:: Document passage

Filling Grade's shoes may cure Yentob once and for all his famous indecisiveness, which he certainly won't be needing at a channel entirely reliant on outside talent. No one can really decide what Yentob's current job actually is but it's something to do with paperclipping television and radio production together under one umbrella (or umbrellorate, as it's known at Birt's brave new Beeb). He'd be far better employed at Channel 4, doing useful things like axing Last Chance Lottery (or consigning it to the dustbinate).
The show's studio audience are united by two things: they didn't pick this week's winning numbers, and they've been warmed up to within a single fahrenheit of melting point. Every time their pixyish host Patrick Kielty completes a sentence, up goes another cheer. (Cheer!) In the first programme there were 163 completely unwarranted eruptions of noise. (Cheer!) The floor manager, whose job is to prompt the audience, must have picked up an industrial injury. (Cheer!)

::::
:: Stored rows

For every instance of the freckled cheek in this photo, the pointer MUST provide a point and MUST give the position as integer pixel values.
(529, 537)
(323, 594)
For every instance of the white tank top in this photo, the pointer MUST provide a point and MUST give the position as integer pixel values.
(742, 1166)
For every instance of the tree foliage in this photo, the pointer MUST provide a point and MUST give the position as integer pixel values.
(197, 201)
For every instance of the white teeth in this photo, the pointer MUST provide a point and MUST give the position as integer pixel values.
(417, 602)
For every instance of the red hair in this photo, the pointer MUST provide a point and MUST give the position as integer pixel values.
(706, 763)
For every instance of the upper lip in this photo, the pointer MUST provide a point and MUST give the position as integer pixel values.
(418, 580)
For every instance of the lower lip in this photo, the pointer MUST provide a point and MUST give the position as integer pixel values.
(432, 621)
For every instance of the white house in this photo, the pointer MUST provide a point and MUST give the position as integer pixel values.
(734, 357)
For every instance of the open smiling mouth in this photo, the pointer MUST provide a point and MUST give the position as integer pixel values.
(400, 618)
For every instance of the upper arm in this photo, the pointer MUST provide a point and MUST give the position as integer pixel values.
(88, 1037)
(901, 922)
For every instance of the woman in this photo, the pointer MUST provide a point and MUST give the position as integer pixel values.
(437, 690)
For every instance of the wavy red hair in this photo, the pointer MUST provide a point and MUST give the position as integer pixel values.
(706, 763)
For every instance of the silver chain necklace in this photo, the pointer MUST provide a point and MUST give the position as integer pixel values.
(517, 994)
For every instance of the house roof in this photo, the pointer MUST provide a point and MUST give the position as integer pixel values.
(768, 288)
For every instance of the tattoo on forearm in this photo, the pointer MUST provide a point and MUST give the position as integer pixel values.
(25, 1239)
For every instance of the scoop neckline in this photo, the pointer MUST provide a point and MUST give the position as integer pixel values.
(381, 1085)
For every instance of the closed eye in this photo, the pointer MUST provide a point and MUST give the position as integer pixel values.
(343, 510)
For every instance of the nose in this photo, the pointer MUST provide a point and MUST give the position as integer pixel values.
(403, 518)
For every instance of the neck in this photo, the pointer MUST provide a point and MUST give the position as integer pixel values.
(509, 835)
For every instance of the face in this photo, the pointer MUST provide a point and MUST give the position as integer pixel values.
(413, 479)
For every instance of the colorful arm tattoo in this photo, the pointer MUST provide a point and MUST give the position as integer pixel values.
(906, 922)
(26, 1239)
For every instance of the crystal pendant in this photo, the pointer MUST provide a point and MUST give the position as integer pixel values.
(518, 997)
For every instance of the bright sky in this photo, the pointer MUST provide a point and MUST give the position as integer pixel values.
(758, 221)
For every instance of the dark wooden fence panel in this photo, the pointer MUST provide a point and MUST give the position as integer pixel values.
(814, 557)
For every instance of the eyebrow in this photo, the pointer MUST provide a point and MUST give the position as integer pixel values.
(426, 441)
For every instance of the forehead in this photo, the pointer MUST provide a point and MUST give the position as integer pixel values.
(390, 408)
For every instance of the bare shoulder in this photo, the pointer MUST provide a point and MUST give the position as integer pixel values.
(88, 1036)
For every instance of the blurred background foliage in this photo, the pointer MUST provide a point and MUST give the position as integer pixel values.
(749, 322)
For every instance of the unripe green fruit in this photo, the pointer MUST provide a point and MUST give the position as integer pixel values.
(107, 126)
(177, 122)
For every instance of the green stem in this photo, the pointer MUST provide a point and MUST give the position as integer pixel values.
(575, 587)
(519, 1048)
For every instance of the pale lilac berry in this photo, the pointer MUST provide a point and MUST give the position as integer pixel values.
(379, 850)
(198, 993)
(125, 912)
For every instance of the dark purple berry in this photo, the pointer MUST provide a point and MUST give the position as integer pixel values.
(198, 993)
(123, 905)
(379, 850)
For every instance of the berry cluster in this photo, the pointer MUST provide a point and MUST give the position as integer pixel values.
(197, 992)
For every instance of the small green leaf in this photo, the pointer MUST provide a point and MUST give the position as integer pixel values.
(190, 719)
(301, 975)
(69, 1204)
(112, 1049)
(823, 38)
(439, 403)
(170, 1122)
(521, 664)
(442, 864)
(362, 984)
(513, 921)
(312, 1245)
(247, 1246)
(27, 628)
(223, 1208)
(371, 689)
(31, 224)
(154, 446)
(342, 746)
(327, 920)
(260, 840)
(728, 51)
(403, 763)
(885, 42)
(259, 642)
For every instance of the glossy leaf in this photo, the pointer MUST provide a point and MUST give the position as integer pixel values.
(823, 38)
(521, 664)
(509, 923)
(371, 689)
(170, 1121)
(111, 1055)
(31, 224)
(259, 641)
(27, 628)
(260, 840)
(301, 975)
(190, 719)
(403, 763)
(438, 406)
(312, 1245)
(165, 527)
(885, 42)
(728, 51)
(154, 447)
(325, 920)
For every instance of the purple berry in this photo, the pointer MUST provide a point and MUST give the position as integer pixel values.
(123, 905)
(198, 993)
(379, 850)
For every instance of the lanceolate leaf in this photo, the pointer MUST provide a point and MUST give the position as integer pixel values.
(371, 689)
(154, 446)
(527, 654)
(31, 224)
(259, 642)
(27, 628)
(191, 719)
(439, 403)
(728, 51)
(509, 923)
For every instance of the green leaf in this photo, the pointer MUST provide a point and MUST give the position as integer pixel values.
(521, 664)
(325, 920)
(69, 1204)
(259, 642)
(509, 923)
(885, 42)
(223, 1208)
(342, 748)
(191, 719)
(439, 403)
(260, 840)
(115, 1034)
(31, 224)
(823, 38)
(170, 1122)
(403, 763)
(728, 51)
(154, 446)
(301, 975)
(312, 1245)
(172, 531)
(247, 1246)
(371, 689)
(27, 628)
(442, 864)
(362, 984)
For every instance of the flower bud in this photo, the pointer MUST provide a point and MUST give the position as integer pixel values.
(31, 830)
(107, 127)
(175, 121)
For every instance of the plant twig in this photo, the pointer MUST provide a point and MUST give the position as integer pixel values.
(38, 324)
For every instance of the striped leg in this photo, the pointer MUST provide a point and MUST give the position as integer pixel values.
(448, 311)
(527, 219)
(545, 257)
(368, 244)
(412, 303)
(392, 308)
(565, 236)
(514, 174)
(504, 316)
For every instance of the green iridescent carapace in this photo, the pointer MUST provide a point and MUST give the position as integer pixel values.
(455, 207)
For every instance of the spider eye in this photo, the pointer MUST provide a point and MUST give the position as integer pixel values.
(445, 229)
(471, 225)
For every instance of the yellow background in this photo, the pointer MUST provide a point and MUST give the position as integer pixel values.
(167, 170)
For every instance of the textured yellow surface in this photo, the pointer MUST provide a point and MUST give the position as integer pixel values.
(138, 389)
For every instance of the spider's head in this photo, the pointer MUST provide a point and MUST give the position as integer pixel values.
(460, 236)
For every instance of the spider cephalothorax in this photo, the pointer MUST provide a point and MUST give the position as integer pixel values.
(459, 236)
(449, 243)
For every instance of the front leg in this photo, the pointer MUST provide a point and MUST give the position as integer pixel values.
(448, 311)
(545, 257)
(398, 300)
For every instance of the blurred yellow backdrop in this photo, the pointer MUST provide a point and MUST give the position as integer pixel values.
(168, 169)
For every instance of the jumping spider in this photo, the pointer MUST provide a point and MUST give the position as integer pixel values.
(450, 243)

::::

§ **Set problem**:
Carry the passage about Yentob and Last Chance Lottery forward from its final sentence. The data were drawn from a separate source.

§ **Response**:
In a nod to its roots, the show incorporated a rehash of Crackerjack, which depended on the near religious responses of its discipular audience. This is the way television is going, treating its past as a bottomless pit of cheap ideas. Tomorrow's light entertainment will be the biggest loser, when there'll be nothing to be nostalgic about except nostalgia itself. Bizarrely, the programme feels like nothing so much as a homage to Chris Evans, who used to host a rabble-rousing show live on Channel 4 in which, like Kielty, he got to sing us out over the credits. Perhaps everything really has been done on television and, instead of being laid to rest, undead programmes are condemned to read the schedules.
Look at Channel 4's other innovations this week. There is nothing in Fortean TV (C4, Wed) that wouldn't go away if you waved a crucifix at it. Handily, it's fronted by a clergyman. Where freak-show presenters Carol Voderman and Michael Aspel have already trodden, there follows the Reverend Lionel Fanthorpe (singing us out over the credits). There was something fishily repetitive about the first three reports on fish- tailed mermaids, on fish falling from the sky, and fish in Turkey who cure psoriasis. Next week they'll run a report on the unexplained evaporation of Fortean TV's editor.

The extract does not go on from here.